* Text provided *
****

Imaginary Prisons
“I need to produce great ideas, and I believe that if I were commissioned to design a new universe, I would be mad enough to undertake it.” states Piranesi (The Met, 2017).
Imaginary Prisons (1745) are interesting because of the technique employed within their creation and the composition within. Piranesi has created vast spaces of Roman and Baroque ruins drawn in an exaggerated scale and using a perspective that has been manipulated. His intention being to create a piece that is claustrophobic to view.
Imaginary Prisons began as a series of 14 etchings and were reworked a decade later when deeper shadows and items of torture were added with the intention of making what was already sinister more so. The subsequent 16 works served to demonstrate Piranesi was an accomplished architect and an inspired fantasist. It’s obvious Piranesi has an understanding of architecture (his father was a stonemason and master builder) and a tendency for the extreme.

****

* Stored data *
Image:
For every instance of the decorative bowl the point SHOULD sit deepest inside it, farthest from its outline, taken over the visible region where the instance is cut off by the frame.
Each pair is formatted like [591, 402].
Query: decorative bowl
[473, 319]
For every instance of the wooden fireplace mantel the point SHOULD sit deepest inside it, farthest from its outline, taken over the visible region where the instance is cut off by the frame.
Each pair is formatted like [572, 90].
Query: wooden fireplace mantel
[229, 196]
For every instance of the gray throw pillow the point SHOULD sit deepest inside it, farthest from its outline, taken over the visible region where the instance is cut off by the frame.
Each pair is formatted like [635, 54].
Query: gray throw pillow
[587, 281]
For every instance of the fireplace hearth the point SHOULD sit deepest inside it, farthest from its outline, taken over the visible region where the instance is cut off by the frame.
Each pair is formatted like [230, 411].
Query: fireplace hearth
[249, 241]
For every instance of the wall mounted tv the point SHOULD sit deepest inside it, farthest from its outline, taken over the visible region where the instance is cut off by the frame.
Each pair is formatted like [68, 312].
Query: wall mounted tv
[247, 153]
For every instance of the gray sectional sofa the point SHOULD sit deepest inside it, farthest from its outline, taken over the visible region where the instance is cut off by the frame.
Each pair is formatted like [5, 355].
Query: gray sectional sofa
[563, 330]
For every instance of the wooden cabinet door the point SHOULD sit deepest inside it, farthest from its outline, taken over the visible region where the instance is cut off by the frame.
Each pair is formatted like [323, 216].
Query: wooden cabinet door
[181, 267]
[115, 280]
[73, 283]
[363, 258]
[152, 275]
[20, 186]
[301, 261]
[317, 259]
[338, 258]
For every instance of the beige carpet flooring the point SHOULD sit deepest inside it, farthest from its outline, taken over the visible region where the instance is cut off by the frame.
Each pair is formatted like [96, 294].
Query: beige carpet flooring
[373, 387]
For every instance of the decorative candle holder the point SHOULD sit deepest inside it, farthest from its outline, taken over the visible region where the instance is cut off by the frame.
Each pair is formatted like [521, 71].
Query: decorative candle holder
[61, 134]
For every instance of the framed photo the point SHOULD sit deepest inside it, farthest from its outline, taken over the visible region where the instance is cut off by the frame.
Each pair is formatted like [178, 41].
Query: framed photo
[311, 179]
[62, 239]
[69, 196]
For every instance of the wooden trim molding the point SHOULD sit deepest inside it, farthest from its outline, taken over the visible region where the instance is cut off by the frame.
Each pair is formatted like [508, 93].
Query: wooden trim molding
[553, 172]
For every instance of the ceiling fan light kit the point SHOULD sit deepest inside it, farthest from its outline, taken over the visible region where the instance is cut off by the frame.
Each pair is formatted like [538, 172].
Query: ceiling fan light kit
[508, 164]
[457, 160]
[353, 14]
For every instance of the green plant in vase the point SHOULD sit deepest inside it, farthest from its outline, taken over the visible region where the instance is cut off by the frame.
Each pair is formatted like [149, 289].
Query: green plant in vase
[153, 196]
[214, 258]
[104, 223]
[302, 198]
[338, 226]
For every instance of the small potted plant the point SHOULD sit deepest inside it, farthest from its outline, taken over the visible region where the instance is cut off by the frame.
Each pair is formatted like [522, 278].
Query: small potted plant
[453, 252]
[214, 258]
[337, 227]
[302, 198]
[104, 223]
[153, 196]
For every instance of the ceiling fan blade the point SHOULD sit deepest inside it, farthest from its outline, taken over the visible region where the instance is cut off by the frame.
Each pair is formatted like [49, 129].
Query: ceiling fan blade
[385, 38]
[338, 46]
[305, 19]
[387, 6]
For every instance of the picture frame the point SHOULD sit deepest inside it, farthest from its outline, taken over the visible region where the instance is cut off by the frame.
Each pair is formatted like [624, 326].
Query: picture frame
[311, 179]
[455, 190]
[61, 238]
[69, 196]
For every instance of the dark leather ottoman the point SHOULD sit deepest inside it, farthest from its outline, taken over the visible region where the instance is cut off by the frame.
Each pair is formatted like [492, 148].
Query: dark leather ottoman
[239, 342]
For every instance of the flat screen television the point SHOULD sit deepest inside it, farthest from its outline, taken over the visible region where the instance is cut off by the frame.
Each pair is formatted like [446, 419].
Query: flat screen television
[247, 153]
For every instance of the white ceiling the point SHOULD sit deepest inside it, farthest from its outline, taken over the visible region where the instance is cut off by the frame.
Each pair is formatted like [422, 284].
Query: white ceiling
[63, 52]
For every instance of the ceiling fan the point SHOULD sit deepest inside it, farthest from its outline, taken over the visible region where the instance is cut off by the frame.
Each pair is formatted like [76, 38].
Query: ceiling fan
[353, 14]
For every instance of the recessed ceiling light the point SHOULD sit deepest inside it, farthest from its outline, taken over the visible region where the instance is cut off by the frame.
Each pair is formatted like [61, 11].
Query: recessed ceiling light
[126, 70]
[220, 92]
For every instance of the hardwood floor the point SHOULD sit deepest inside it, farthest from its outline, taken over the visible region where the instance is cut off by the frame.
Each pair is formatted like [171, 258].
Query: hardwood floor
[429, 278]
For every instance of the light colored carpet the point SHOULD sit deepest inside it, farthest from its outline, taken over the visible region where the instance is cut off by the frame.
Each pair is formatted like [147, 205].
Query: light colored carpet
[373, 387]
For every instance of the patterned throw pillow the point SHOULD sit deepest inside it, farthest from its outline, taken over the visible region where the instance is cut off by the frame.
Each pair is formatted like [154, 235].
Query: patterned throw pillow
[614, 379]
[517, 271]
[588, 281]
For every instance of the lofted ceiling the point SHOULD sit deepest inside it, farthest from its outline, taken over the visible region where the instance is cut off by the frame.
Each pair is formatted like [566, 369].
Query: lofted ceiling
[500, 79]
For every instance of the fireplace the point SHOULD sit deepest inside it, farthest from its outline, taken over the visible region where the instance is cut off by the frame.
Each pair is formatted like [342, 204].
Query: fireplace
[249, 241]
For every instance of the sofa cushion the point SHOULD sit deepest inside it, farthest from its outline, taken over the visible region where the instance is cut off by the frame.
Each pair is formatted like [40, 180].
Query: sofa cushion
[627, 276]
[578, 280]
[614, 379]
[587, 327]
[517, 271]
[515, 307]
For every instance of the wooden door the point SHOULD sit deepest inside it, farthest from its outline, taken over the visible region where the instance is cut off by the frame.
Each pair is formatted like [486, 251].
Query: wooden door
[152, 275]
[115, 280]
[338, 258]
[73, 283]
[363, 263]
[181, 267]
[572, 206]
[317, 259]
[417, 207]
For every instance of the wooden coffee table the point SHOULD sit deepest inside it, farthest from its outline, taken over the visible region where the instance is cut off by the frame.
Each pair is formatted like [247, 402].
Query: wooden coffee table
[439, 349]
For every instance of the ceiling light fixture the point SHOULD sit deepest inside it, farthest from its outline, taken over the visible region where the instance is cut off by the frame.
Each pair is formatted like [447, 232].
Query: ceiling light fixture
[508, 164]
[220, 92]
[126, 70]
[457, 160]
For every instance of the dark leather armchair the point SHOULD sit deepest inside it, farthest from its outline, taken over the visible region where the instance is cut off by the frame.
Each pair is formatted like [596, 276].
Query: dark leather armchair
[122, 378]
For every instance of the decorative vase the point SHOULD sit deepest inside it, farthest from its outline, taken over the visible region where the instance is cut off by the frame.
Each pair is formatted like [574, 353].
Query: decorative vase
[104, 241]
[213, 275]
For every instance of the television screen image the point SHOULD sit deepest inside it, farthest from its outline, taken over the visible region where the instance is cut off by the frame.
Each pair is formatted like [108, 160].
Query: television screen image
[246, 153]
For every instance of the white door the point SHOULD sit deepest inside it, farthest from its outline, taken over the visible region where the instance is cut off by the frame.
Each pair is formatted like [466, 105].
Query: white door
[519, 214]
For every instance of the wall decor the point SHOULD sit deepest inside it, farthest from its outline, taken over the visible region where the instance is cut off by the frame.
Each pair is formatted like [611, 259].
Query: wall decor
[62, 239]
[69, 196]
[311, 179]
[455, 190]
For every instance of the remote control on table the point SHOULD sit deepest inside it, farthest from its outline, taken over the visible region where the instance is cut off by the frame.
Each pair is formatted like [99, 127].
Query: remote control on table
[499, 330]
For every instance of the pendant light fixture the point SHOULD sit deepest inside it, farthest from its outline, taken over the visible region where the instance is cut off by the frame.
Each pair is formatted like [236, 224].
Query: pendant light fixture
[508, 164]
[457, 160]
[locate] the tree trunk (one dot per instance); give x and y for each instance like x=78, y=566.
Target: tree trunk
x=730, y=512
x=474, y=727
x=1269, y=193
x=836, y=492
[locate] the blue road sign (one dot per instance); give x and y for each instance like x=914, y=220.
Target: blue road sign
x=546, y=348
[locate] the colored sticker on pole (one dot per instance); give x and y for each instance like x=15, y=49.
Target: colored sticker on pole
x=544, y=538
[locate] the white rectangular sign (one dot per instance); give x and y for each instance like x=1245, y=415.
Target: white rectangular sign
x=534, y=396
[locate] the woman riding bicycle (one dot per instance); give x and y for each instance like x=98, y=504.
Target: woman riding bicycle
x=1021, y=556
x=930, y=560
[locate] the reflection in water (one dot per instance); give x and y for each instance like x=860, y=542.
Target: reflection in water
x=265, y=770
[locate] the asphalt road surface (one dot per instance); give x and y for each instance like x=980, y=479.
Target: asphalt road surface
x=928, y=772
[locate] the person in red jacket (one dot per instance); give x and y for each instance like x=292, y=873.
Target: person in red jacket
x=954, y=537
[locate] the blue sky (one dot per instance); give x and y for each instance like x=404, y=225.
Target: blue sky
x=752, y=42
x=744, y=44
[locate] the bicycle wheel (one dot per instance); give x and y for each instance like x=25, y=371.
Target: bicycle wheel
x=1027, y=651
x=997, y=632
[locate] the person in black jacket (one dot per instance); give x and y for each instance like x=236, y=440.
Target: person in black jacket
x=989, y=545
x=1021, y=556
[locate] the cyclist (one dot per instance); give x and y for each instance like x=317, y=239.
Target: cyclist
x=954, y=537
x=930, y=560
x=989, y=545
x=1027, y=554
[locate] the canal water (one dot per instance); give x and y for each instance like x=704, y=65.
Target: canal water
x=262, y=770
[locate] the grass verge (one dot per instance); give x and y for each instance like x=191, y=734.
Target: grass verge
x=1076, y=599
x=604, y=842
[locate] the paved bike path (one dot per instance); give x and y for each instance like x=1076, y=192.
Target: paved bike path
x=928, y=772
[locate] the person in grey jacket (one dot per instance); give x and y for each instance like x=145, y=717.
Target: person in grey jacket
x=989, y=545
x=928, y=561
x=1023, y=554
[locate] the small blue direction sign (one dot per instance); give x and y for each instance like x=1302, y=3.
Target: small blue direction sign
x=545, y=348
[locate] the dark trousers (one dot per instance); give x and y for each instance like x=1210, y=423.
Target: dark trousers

****

* Set of tasks *
1) Return the passage on Piranesi's Imaginary Prisons word for word, from "Imaginary Prisons (1745)" to "claustrophobic to view.".
2) Rewrite the entries from the line with "For every instance of the decorative vase" to the line with "Query: decorative vase", putting "ceramic vase" wherever "decorative vase" appears and keeping everything else the same. Give only those lines.

* Answers by task *
1)
Imaginary Prisons (1745) are interesting because of the technique employed within their creation and the composition within. Piranesi has created vast spaces of Roman and Baroque ruins drawn in an exaggerated scale and using a perspective that has been manipulated. His intention being to create a piece that is claustrophobic to view.

2)
For every instance of the ceramic vase the point SHOULD sit deepest inside it, farthest from its outline, taken over the visible region where the instance is cut off by the frame.
Each pair is formatted like [574, 353].
Query: ceramic vase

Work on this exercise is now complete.